WORK TO BE COMPLETED> Your task is to print every entry below exactly as given.

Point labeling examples
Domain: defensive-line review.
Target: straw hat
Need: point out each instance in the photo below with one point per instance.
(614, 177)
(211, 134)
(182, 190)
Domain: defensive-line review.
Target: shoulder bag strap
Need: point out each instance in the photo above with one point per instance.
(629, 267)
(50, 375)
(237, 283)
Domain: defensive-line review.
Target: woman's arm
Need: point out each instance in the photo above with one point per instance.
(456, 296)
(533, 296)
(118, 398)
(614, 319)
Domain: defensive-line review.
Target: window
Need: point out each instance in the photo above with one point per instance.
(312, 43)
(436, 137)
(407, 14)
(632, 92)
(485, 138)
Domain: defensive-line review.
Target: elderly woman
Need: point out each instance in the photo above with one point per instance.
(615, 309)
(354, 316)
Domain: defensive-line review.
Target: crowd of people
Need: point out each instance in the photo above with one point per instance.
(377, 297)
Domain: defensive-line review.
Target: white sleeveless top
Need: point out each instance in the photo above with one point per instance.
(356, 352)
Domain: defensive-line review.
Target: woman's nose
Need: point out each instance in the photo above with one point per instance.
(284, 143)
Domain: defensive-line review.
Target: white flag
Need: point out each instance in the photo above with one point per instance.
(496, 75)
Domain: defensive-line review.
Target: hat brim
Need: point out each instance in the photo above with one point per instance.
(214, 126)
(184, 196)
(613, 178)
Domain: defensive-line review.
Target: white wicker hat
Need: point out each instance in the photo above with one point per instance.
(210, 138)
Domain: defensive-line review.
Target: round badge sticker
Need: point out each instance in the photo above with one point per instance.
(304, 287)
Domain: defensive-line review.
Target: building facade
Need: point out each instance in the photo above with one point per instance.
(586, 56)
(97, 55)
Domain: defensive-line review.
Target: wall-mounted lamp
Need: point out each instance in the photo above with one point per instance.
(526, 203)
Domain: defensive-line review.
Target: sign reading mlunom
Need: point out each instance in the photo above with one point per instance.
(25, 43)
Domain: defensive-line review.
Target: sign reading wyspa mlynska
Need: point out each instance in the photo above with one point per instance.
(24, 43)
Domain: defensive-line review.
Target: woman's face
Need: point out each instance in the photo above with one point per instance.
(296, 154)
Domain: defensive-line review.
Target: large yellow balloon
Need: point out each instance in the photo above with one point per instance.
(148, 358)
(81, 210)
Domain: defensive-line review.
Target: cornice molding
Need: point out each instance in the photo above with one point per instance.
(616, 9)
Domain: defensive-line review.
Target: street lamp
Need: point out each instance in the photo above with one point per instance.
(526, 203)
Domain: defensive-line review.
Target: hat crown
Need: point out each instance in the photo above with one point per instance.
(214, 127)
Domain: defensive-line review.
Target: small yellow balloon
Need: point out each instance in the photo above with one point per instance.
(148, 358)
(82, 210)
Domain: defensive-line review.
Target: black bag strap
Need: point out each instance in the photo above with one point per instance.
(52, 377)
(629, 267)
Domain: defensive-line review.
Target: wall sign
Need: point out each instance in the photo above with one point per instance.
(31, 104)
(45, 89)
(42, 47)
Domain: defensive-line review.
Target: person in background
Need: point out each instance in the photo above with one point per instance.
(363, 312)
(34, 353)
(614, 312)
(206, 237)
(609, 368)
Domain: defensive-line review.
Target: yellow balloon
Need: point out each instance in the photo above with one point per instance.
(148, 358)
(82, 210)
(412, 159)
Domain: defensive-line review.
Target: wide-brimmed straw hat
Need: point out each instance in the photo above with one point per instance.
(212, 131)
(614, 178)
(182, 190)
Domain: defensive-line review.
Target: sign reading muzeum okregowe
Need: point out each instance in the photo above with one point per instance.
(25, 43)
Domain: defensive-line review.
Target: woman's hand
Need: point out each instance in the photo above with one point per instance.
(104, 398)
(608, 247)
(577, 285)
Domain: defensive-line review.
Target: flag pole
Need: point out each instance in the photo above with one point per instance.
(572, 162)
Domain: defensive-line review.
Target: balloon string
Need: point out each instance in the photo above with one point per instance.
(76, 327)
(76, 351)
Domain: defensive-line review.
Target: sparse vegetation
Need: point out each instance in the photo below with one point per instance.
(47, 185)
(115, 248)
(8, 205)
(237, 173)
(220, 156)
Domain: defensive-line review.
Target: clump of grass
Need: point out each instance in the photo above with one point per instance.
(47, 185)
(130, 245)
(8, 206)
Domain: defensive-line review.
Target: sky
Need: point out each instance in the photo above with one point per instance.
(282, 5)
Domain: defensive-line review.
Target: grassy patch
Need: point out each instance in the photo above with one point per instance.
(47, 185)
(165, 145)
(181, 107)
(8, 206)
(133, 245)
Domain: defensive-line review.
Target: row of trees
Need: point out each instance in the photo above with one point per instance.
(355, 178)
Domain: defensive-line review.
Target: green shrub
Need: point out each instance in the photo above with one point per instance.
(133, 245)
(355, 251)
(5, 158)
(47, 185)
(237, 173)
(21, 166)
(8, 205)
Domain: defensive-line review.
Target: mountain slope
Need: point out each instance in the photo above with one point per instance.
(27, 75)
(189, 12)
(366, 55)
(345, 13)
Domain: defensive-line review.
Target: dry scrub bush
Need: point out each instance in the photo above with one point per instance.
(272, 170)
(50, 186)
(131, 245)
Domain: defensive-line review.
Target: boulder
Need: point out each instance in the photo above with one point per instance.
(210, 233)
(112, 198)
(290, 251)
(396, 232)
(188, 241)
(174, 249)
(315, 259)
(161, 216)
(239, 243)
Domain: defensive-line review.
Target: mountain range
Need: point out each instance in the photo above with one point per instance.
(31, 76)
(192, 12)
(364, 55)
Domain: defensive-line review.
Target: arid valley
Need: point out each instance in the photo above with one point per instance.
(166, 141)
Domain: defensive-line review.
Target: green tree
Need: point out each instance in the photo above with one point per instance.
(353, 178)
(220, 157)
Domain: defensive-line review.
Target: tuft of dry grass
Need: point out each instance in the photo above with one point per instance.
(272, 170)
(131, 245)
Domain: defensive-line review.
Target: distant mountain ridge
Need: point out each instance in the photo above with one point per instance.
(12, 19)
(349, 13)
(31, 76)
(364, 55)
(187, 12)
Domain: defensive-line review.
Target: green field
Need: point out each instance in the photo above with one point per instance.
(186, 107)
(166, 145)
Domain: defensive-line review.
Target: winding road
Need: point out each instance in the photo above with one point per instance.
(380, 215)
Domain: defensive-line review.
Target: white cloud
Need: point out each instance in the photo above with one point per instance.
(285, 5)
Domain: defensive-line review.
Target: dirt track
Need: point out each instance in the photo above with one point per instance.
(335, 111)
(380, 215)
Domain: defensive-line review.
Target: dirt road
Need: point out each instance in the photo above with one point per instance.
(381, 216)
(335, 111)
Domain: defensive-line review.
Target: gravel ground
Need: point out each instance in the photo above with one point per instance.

OUTPUT>
Domain: defensive-line review.
Target: straw hat
Need: point out each instance in the photo below with one point per instance.
(614, 177)
(211, 134)
(182, 190)
Domain: defensive-line review.
Target: shoulder bag strap
Need: point out each instance in the photo above with one point per instance.
(629, 267)
(50, 375)
(237, 283)
Domain: defensive-line review.
Target: woman's arm
Need: point out each instance in the photo above with one point per instance.
(456, 296)
(533, 296)
(118, 398)
(614, 319)
Domain: defensive-line review.
Target: window
Need: point out each instance in the photo above with one point per instance.
(312, 43)
(436, 137)
(407, 14)
(632, 92)
(485, 138)
Domain: defensive-line review.
Target: elderly woman
Need: point out each instance in the photo above with one point per instance.
(615, 309)
(354, 316)
Domain: defensive-line review.
Target: crowd of people
Need: point out each instance in the photo above with one point per instance.
(377, 297)
Domain: defensive-line review.
Target: white sleeveless top
Need: point out each instance in the photo above with one point per instance.
(356, 352)
Domain: defensive-line review.
Target: woman's nose
Need: point out each instance in the photo above with one point per instance.
(284, 143)
Domain: defensive-line review.
Target: white flag
Need: point out each instance in the photo above with one point per instance.
(496, 75)
Domain: defensive-line review.
Target: hat brim
Need: point out each instance in the photo above with one point per instance.
(214, 126)
(184, 196)
(613, 178)
Domain: defensive-line review.
Target: white wicker hat
Need: point out each instance in the photo above with one point per instance.
(210, 138)
Domain: defensive-line review.
Target: round badge sticker
Need: point out each instance in the photo above with one point per instance.
(304, 287)
Domain: defensive-line review.
Target: building facade
Need: point out each instance in the photo above with one point per instance.
(586, 56)
(97, 55)
Domain: defensive-line review.
Target: wall-mounted lamp
Need: point out each instance in the photo above with one point per instance.
(526, 203)
Domain: defensive-line review.
Target: sign reading mlunom
Need: point out each instance in the photo above with one point per instance.
(25, 43)
Domain: defensive-line review.
Target: sign reading wyspa mlynska
Need: point out each instance in the photo above with one point per instance.
(24, 43)
Domain: defensive-line review.
Target: woman's face
Need: point out each instance in the photo above with one point per instance.
(296, 154)
Domain: defensive-line review.
Target: large yellow balloon
Need: point out each instance in the photo above with one point per instance.
(148, 358)
(81, 210)
Domain: defensive-line review.
Target: cornice molding
Need: point out each instance in the photo above with one point per instance.
(616, 9)
Domain: defensive-line review.
Target: street lamp
Need: point out each instance in the photo above with one point per instance.
(526, 203)
Domain: defensive-line review.
Target: hat crown
Need: point out each instance in the photo above with one point per instance.
(214, 127)
Domain: defensive-line review.
Target: small yellow balloon
Need: point out each instance in the photo above with one point per instance.
(148, 358)
(82, 210)
Domain: defensive-line review.
Target: black bag strap
Need: point out each instance in the photo above with one point per instance.
(52, 377)
(629, 267)
Domain: defensive-line review.
Target: wall sign
Need: point out each instance in the photo above with one point per instance.
(31, 104)
(45, 89)
(42, 47)
Domain: defensive-line review.
Target: person in background
Need: point out each instance in the photo above with one point per instance.
(363, 312)
(34, 353)
(614, 312)
(206, 237)
(609, 368)
Domain: defensive-line review.
Target: yellow balloon
Need: point out each instance in the photo above with one point per instance.
(148, 358)
(82, 210)
(412, 159)
Domain: defensive-line review.
Target: wide-brimmed straw hat
Need: point out each instance in the photo above with one point per instance.
(212, 131)
(614, 178)
(182, 190)
Domain: defensive-line review.
Target: sign reading muzeum okregowe
Need: point out each instance in the photo above with one point per instance.
(25, 43)
Domain: defensive-line review.
Target: woman's hand
Need: point out each instance in the photo above with one point per instance.
(104, 398)
(608, 247)
(577, 285)
Domain: defensive-line review.
Target: flag pole
Need: point out each instance in the photo above with one point per instance.
(572, 162)
Domain: defensive-line review.
Target: balloon string
Need: point out each instance in the photo above with one point per instance.
(76, 327)
(76, 351)
Domain: defensive-line review.
Target: sparse vegetation
Need: point out each instance in the photo below with one point per instance.
(47, 185)
(115, 248)
(8, 205)
(237, 173)
(220, 156)
Domain: defensive-line review.
Target: clump of grass
Need: point out each instance in the photo above with one point per instance.
(47, 185)
(130, 245)
(8, 206)
Domain: defensive-line review.
Target: sky
Need: point out each instance in the photo above with one point per instance.
(282, 5)
Domain: defensive-line review.
Target: grassy patch
Need: point out each instance in the photo above with one point per instance.
(47, 185)
(165, 145)
(181, 107)
(8, 206)
(133, 245)
Domain: defensive-line review.
Target: row of trees
Need: point out each instance in the photo above with one point per instance.
(355, 178)
Domain: defensive-line review.
Target: green shrub
Need: point out each instance in the photo above with one point per instance.
(133, 245)
(355, 251)
(5, 158)
(47, 185)
(237, 173)
(21, 166)
(8, 205)
Domain: defensive-line review.
Target: mountain slope
Need: point out each instance in the photo above with one point per instance.
(27, 75)
(189, 12)
(366, 55)
(345, 13)
Domain: defensive-line review.
Target: dry scrub bush
Need: point out each instance in the photo above with one point per instance.
(272, 170)
(50, 186)
(131, 245)
Domain: defensive-line review.
Target: boulder
Need: point out each instance in the photo above with one point per instance.
(210, 233)
(112, 198)
(290, 251)
(396, 232)
(188, 241)
(174, 249)
(315, 259)
(161, 216)
(239, 243)
Domain: defensive-line review.
Target: mountain range
Need: point out each instance in the photo above with one point per instance.
(31, 76)
(192, 12)
(364, 55)
Domain: defensive-line review.
Target: arid valley
Need: point out each instance in the photo above with one point per instance.
(166, 141)
Domain: defensive-line review.
Target: green tree
Need: point out each instance in the photo above with one point per instance.
(353, 178)
(220, 157)
Domain: defensive-line review.
Target: tuft of dry grass
Need: point out each instance in the photo above with one point per instance.
(272, 170)
(131, 245)
Domain: defensive-line review.
Target: distant mountain ridge
Need: point out each instance in the photo above with one point per instance.
(12, 19)
(349, 13)
(31, 76)
(364, 55)
(187, 12)
Domain: defensive-line review.
Target: green field
Need: point out each instance in the photo above with one point per instance.
(186, 107)
(166, 145)
Domain: defensive-line review.
Target: winding road
Need: point out each instance in the photo above with one point per instance.
(380, 215)
Domain: defensive-line review.
Target: white cloud
Need: point out each instance in the photo above with one point per instance.
(285, 5)
Domain: defensive-line review.
Target: dirt track
Need: point out each instance in the photo above with one point per instance.
(335, 111)
(380, 215)
Domain: defensive-line review.
Target: dirt road
Need: point out each instance in the photo above with one point per instance.
(381, 216)
(335, 111)
Domain: defensive-line review.
Target: gravel ground
Need: point out each instance in the photo above with one point per instance.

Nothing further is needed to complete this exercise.